| TEXT BLOCK |
In between (and in the car), I was able to read the three books I had brought with me from Boston, plus part of one found at my Texan sister's house. I enjoyed all of them, and you might, too. Three of these books were gifts to me; I thank the donors again for all the enjoyment and inspiration I received through them.
Church of Spies: The Pope's Secret War Against Hitler (Mark Riebling) came to my attention by means of book reviews. This title dovetailed nicely with The Scarlet Pimpernel of the Vatican, which I read while in Rome last month, and with the books by or about people like Dietrich Bonhoeffer, Father Alfred Delp, and Dietrich Von Hildebrand that I had read over the past several years. Many of the protagonists of these books showed up in Church of Spies. However, during the first couple of chapters I was seriously doubtful I would actually enjoy the book or find it credible. I felt seriously betrayed by prominent reviewers whose recommendation I had based myself on in choosing the title. Author Riebling had opened the book by setting up a Da Vinci Code-esque environment with secret knowledge, secret chambers, secret codes and secret handshakes going all the way back to Jesus Christ and the Apostles. Thankfully, he let go of this conceit fairly soon and let history speak for itself. At that point, I couldn't put the book down. (Who needs fiction, anyway? You can't make this stuff up!)
According to Riebling's research, Pope Pius XII was himself the communications link between Germans plotting Hitler's overthrow and the governments of Great Britain and the US. The Pope was insistent that "the Vatican" as an institution not be involved, named or "credited" with this clearly non-neutral behavior; that it was something he was doing personally (through one or two of his aides). This is probably one of the reasons there is so little documentation (though there is a good bit, in the US and UK archives). In fact, Riebling indicates that the Pope personally met with one of the German double agents on more than one occasion, and was moved to tears on seeing the man (an incredible Bavarian lawyer named Joseph Müller) after his release from the Nazi prison where he had been literally called away from the scaffold moments before his scheduled execution. This amazing and creative lay Catholic is sometimes considered the "godfather of the Euro," because of his early (pre-WWII) conviction that a common European market would serve as a brake on dangerously nationalistic ideology.

| GIVEN PROBLEM A |
Reproduce the book review word for word, in full.
| GIVEN PROBLEM B |
Transcribe the entries without any changes, beginning at their first line and ending with the line that contains "628 403 L 628", both included.
The book review and the entries that follow it come from separate, unrelated sources.

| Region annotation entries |
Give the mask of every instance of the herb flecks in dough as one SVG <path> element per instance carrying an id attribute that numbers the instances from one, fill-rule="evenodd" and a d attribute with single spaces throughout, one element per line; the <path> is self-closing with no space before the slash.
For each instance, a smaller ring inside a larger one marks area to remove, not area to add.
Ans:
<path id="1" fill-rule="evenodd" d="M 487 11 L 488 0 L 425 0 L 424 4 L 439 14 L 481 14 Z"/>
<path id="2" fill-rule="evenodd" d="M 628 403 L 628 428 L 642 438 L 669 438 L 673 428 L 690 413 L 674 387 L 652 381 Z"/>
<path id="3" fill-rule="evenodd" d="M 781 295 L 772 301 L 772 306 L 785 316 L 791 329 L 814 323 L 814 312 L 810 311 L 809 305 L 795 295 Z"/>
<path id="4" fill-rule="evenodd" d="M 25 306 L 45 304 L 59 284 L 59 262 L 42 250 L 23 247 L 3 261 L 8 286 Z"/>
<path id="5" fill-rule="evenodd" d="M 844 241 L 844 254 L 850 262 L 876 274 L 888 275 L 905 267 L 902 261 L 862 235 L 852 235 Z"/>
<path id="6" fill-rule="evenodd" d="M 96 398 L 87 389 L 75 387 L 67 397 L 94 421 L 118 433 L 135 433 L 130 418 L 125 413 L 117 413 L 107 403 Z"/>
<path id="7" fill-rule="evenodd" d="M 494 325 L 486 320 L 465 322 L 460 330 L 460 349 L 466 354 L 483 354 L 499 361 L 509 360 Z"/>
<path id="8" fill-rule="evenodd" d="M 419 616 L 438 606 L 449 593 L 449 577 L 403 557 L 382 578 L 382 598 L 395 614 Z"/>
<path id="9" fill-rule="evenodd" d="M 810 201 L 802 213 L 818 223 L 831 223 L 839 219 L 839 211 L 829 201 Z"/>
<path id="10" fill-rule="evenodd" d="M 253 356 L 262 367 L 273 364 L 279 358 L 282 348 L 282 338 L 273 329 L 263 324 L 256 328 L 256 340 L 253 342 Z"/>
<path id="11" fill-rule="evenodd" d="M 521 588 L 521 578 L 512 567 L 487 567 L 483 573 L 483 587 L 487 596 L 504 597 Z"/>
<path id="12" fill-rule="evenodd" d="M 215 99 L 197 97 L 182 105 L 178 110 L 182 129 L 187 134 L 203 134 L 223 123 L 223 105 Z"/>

| COMPLETE RESPONSE A |
In between (and in the car), I was able to read the three books I had brought with me from Boston, plus part of one found at my Texan sister's house. I enjoyed all of them, and you might, too. Three of these books were gifts to me; I thank the donors again for all the enjoyment and inspiration I received through them.
Church of Spies: The Pope's Secret War Against Hitler (Mark Riebling) came to my attention by means of book reviews. This title dovetailed nicely with The Scarlet Pimpernel of the Vatican, which I read while in Rome last month, and with the books by or about people like Dietrich Bonhoeffer, Father Alfred Delp, and Dietrich Von Hildebrand that I had read over the past several years. Many of the protagonists of these books showed up in Church of Spies. However, during the first couple of chapters I was seriously doubtful I would actually enjoy the book or find it credible. I felt seriously betrayed by prominent reviewers whose recommendation I had based myself on in choosing the title. Author Riebling had opened the book by setting up a Da Vinci Code-esque environment with secret knowledge, secret chambers, secret codes and secret handshakes going all the way back to Jesus Christ and the Apostles. Thankfully, he let go of this conceit fairly soon and let history speak for itself. At that point, I couldn't put the book down. (Who needs fiction, anyway? You can't make this stuff up!)
According to Riebling's research, Pope Pius XII was himself the communications link between Germans plotting Hitler's overthrow and the governments of Great Britain and the US. The Pope was insistent that "the Vatican" as an institution not be involved, named or "credited" with this clearly non-neutral behavior; that it was something he was doing personally (through one or two of his aides). This is probably one of the reasons there is so little documentation (though there is a good bit, in the US and UK archives). In fact, Riebling indicates that the Pope personally met with one of the German double agents on more than one occasion, and was moved to tears on seeing the man (an incredible Bavarian lawyer named Joseph Müller) after his release from the Nazi prison where he had been literally called away from the scaffold moments before his scheduled execution. This amazing and creative lay Catholic is sometimes considered the "godfather of the Euro," because of his early (pre-WWII) conviction that a common European market would serve as a brake on dangerously nationalistic ideology.

| COMPLETE RESPONSE B |
Give the mask of every instance of the herb flecks in dough as one SVG <path> element per instance carrying an id attribute that numbers the instances from one, fill-rule="evenodd" and a d attribute with single spaces throughout, one element per line; the <path> is self-closing with no space before the slash.
For each instance, a smaller ring inside a larger one marks area to remove, not area to add.
Ans:
<path id="1" fill-rule="evenodd" d="M 487 11 L 488 0 L 425 0 L 424 4 L 439 14 L 481 14 Z"/>
<path id="2" fill-rule="evenodd" d="M 628 403 L 628 428 L 642 438 L 669 438 L 673 428 L 690 413 L 674 387 L 652 381 Z"/>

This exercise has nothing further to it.